Research & Projects
CNPD faculty and students are actively involved in interdisciplinary research and training projects.
Programs receive support from internal sources and a variety of external organizations, including federal and state agencies and foundations.
The Don’t Quit the Quit program aims to improve access to evidence-based medications for opioid use disorder and perinatal and postpartum recovery services for women in rural communities in North Dakota. UND provides culturally sensitive clinical training to health care professionals, doulas, and women, infants, and children program providers.
Campus Farmers Market to Promote Gardening, Healthy Eating, and Increase Food Insecurity Awareness
This project aims to offer nutrition education about the benefits of produce gardening as a strategy to improve fruit and vegetable intake. Although Americans are not meeting nutritional guidelines, there are evidence-based strategies nutrition professionals can strategically implement to impact this trend. Gardening can increase fruit and vegetable intake, improve food security, and reduce the risk of chronic disease. Along with gardening, nutrition education activities can be employed to improve food choices and expand gardening activities as important strategies to improve nutritional health.
The Children & Family Services Training Center serves as the primary training agency for child welfare services in North Dakota. It is funded by the North Dakota Department of Human Services Division of Children and Family Services.

——

--- Questions on the material ---
1. According to the research and projects page, which division funds the Children & Family Services Training Center?
2. Resume the research and projects page after its last sentence, keeping to the same formal style.

——

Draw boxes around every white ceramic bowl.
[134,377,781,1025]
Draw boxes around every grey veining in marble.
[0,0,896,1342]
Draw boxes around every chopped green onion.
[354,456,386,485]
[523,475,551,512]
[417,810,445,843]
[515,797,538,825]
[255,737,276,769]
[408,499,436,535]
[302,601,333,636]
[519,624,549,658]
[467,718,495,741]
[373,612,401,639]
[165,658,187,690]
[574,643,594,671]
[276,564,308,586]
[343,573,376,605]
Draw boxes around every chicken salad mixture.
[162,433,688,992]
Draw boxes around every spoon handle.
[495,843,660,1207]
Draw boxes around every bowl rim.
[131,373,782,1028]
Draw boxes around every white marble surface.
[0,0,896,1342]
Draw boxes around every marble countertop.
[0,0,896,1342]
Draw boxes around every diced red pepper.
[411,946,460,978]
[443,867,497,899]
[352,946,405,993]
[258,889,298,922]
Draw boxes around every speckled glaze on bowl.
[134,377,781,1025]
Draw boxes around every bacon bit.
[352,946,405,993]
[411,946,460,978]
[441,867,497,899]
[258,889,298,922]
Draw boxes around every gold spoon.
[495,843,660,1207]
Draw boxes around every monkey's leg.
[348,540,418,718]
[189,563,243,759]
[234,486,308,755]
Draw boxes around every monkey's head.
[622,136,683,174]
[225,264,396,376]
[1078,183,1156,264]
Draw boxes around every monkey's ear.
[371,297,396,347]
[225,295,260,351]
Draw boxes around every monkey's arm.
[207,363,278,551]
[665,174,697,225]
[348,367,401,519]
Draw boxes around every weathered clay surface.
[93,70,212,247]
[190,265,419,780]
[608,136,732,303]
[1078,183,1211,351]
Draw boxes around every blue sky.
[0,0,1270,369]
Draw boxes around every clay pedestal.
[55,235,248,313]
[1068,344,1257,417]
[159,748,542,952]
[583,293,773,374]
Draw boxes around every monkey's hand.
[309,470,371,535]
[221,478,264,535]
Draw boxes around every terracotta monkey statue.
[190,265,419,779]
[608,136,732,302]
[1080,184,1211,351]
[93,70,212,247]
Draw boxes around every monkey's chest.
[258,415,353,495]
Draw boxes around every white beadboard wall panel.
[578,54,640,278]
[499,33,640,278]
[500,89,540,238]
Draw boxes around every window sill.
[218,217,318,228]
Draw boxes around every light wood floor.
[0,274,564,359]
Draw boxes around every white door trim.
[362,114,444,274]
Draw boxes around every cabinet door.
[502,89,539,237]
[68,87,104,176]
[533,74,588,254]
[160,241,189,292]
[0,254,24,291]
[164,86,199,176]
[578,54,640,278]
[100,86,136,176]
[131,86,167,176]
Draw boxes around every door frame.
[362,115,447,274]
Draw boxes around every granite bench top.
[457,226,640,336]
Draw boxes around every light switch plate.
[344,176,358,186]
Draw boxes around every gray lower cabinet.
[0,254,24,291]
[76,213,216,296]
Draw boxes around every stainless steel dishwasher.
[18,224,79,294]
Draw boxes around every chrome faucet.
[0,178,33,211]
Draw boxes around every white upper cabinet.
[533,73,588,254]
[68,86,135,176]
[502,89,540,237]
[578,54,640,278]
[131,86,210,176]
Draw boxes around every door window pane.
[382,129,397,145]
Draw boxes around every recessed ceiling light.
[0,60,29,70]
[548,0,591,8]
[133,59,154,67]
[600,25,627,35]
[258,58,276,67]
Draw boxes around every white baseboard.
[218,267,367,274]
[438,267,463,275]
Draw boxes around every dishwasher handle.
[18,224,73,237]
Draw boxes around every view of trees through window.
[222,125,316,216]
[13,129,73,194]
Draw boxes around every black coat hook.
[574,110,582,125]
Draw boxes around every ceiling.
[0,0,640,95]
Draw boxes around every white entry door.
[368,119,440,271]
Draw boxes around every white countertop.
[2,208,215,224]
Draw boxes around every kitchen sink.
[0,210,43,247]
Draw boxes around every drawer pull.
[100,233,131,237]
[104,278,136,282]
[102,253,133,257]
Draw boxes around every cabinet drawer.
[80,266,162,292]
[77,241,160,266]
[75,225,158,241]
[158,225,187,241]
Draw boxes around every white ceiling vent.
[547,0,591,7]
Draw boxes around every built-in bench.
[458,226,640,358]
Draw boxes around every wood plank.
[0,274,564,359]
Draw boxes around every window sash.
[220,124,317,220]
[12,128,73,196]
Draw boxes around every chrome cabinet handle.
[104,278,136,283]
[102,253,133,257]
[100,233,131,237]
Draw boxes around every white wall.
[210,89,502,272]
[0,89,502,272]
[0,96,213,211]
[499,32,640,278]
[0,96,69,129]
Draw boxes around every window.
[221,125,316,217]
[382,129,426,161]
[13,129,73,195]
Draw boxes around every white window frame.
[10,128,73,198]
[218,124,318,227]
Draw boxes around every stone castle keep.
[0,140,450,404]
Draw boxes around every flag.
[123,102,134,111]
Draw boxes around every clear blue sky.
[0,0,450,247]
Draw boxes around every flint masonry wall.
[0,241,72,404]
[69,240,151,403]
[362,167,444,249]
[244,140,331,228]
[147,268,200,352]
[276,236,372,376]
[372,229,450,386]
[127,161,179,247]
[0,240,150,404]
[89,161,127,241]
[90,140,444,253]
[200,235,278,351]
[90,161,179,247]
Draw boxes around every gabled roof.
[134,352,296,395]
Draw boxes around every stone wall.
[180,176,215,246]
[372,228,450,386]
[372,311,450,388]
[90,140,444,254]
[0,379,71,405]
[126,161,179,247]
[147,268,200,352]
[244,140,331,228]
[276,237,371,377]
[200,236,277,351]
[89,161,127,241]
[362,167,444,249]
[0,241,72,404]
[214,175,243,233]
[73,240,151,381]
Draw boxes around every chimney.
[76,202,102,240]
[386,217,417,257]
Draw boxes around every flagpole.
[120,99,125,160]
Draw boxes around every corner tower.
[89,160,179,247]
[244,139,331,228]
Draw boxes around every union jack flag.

——

--- Exercise answers ---
1. The North Dakota Department of Human Services Division of Children and Family Services.

2.
The Financial Interdependence Project (FIP) serves as a research, training, & systems change institute dedicated to helping people become financially capable and prosperous by harnessing principles of mutuality.
The Mountain Plains Addiction Technology Transfer Center provides resources for addiction treatment and recovery services professionals. The MPATTC offers learning and training resources on topics like best practices in supporting substance abuse disorder, addressing intimate partner violence, compassion fatigue, and many issues specific to rural populations.
The Mountain Plains Mental Health Technology Transfer Center provides training, resources, and technical assistance to individuals serving persons with mental health disorders. The MPMHTTC serves providers with limited access to service delivery systems, with attention paid to rural and agricultural communities.
The Native Aging in Place Project works with the Spirit Lake Nation to build local capacity to care for the community's elders while they remain in their homes.
The Northern Plains Center for Behavioral Health (NPBCR) is located adjacent to the College of Nursing & Professional Disciplines. This space houses research and research training spaces.
The Recruitment & Retention of American Indians into Nursing (RAIN) program provides academic support and assistance to American Indian students seeking a nursing degree - pre-nursing through doctorate. The program recently expanded support to the CNPD Social Work and Nutrition & Dietetics students.
The URISE Research Scholars program is an NIH-NIGMS-funded research training scholarship program for high-achieving junior students majoring in the sciences and pursuing graduate study. The program is designed to support students through their undergraduate graduation.